-- Prompt --
Reproduce only the entries starting at the line containing "the green rice" and ending at the line containing "Target: thin grass stem", both lines included and requests kept, shifting every x and y coordinate in the answers by adding 122.

— start Stored rows —

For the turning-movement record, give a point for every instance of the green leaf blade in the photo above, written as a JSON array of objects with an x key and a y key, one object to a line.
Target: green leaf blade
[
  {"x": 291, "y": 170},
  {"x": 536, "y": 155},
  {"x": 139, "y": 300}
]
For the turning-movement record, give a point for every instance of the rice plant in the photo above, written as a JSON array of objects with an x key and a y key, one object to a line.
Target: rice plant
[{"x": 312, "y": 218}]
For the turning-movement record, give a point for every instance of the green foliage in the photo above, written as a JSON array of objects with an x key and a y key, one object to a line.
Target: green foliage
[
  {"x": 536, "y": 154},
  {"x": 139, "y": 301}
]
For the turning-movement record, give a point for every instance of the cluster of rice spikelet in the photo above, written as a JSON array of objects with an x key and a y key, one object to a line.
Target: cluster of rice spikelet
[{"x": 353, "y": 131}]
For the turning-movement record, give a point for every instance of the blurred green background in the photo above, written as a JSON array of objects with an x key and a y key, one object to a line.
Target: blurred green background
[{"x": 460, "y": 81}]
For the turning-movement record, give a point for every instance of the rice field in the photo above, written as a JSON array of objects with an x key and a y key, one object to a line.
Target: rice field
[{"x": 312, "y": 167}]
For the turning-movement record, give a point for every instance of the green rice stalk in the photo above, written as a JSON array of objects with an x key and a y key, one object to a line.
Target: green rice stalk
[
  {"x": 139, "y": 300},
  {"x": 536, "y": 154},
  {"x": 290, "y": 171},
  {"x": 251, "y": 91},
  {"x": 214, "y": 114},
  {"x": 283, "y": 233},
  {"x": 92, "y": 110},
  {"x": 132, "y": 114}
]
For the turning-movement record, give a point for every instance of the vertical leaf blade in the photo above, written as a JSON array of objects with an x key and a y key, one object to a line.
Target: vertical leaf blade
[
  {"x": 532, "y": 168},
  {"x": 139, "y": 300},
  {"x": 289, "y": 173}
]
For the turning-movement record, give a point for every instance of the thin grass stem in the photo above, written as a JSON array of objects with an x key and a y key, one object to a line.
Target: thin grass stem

— end Stored rows —
— start Stored rows —

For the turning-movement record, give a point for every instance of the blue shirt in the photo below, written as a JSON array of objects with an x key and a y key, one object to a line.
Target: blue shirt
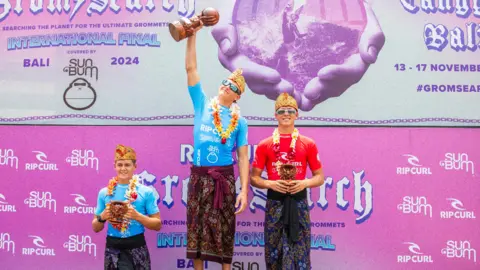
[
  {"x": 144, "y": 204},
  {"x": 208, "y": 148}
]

— end Stored rows —
— start Stored rows —

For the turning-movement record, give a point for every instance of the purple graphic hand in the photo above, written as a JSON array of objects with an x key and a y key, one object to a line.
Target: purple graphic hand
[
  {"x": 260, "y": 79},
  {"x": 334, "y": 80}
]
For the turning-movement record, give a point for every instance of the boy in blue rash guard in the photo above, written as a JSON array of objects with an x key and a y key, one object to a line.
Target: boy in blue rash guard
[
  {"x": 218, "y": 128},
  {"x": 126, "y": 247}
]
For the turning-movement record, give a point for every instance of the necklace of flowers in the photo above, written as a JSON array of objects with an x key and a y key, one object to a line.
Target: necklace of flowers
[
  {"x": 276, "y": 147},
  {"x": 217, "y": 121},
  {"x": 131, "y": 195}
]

— end Stored rows —

-- Task answer --
For the turning-movement record, give a point for every instance of the green rice stalk in the photo above, written as a JSON array of objects with an x key and a y key, one object to a line.
Target: green rice stalk
[
  {"x": 261, "y": 422},
  {"x": 658, "y": 276},
  {"x": 412, "y": 293},
  {"x": 373, "y": 213},
  {"x": 336, "y": 236},
  {"x": 405, "y": 355},
  {"x": 214, "y": 232},
  {"x": 254, "y": 236}
]
For the turning-movement record, give a point for every instance of the vertical leaf blade in the photo above, written as a JSON array of objects with an x key and a y key, one object to a line.
Target: vertical leaf blade
[
  {"x": 654, "y": 290},
  {"x": 261, "y": 422},
  {"x": 411, "y": 295}
]
For the turning-movement record, give a point for every instance of the thin grass stem in the photo above, written as a JSON array of objects with an x key and a y key, one object to a line.
Target: thin grass stem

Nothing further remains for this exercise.